Exercise prompt:
In the rows below, can you copy out word for word the lines that begin at the one containing "task: segment every instance of the island" and end after the one containing "99 L 69 100"?
§ §
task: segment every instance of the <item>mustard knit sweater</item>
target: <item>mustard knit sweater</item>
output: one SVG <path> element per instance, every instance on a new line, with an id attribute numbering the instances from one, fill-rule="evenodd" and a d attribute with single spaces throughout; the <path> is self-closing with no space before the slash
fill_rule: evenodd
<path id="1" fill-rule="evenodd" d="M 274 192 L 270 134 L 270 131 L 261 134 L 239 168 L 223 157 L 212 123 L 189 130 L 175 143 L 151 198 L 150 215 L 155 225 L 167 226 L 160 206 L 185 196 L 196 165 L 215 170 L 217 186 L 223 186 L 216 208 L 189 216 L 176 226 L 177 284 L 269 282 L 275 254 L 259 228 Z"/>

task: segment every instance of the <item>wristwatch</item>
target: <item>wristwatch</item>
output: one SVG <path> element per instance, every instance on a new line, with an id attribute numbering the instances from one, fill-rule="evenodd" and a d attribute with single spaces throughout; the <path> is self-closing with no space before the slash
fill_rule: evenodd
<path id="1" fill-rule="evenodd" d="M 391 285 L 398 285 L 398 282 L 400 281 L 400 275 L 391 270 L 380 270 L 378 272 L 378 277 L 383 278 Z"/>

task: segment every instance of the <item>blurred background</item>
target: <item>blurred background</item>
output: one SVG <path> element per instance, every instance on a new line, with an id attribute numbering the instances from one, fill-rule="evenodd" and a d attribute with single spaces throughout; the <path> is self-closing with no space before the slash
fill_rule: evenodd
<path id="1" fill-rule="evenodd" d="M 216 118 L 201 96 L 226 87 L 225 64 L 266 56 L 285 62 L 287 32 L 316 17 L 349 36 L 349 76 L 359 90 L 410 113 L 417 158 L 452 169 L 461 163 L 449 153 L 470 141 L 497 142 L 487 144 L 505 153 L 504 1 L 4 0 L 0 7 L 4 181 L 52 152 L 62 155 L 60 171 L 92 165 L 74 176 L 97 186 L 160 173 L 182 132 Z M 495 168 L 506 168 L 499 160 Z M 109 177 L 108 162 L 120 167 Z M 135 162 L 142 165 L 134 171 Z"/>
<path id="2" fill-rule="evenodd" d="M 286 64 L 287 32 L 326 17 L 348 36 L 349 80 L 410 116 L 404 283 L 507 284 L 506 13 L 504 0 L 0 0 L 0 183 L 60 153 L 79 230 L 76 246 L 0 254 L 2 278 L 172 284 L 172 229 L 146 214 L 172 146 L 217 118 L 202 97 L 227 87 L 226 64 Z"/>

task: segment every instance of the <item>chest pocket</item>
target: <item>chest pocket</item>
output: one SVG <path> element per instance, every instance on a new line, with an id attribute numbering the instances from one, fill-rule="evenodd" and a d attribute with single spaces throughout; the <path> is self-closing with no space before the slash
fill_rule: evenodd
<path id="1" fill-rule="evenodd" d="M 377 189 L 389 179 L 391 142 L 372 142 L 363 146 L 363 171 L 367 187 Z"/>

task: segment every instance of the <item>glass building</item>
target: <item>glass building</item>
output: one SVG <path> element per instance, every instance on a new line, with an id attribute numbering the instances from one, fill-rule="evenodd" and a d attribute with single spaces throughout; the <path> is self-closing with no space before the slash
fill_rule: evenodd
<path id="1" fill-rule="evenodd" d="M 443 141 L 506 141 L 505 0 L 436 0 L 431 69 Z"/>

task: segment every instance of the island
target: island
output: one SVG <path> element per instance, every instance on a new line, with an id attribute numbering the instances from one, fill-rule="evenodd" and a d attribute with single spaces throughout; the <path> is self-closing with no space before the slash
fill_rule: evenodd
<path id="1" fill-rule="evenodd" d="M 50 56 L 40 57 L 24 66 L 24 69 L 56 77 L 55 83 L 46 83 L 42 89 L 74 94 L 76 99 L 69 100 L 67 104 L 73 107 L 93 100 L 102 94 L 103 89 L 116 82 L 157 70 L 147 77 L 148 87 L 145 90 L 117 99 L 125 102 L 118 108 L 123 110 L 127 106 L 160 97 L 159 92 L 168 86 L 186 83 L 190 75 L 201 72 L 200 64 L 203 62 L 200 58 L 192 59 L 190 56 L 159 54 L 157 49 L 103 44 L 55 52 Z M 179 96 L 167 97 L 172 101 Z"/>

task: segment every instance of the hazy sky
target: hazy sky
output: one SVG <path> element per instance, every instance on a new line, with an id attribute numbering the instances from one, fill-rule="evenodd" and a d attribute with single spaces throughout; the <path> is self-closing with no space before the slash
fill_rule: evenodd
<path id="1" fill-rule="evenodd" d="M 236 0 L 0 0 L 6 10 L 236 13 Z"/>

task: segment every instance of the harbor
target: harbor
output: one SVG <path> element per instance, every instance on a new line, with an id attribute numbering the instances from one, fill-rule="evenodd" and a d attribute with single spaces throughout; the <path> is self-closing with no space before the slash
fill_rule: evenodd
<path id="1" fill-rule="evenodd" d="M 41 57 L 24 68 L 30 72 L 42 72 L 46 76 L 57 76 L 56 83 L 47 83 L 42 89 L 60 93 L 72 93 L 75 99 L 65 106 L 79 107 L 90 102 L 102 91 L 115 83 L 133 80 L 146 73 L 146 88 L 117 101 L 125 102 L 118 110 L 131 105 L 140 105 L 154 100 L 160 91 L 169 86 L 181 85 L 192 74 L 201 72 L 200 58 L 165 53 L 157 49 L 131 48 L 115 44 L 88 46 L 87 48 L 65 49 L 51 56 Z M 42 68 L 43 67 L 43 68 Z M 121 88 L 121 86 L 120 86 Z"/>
§ §
Output of the task:
task: segment every instance of the island
target: island
output: one SVG <path> element per instance, every instance on a new line, with an id attribute numbering the instances from one, fill-rule="evenodd" and a d attribute with single spaces throughout; the <path> is self-closing with no space before the slash
fill_rule: evenodd
<path id="1" fill-rule="evenodd" d="M 50 56 L 40 57 L 24 66 L 24 69 L 56 77 L 55 83 L 46 83 L 42 89 L 74 94 L 76 99 L 69 100 L 67 104 L 73 107 L 93 100 L 102 94 L 103 89 L 116 82 L 157 70 L 147 77 L 148 87 L 145 90 L 117 99 L 125 102 L 118 108 L 123 110 L 127 106 L 160 97 L 159 92 L 168 86 L 186 83 L 190 75 L 201 72 L 200 64 L 203 62 L 200 58 L 192 59 L 190 56 L 159 54 L 157 49 L 103 44 L 55 52 Z M 179 96 L 167 97 L 172 101 Z"/>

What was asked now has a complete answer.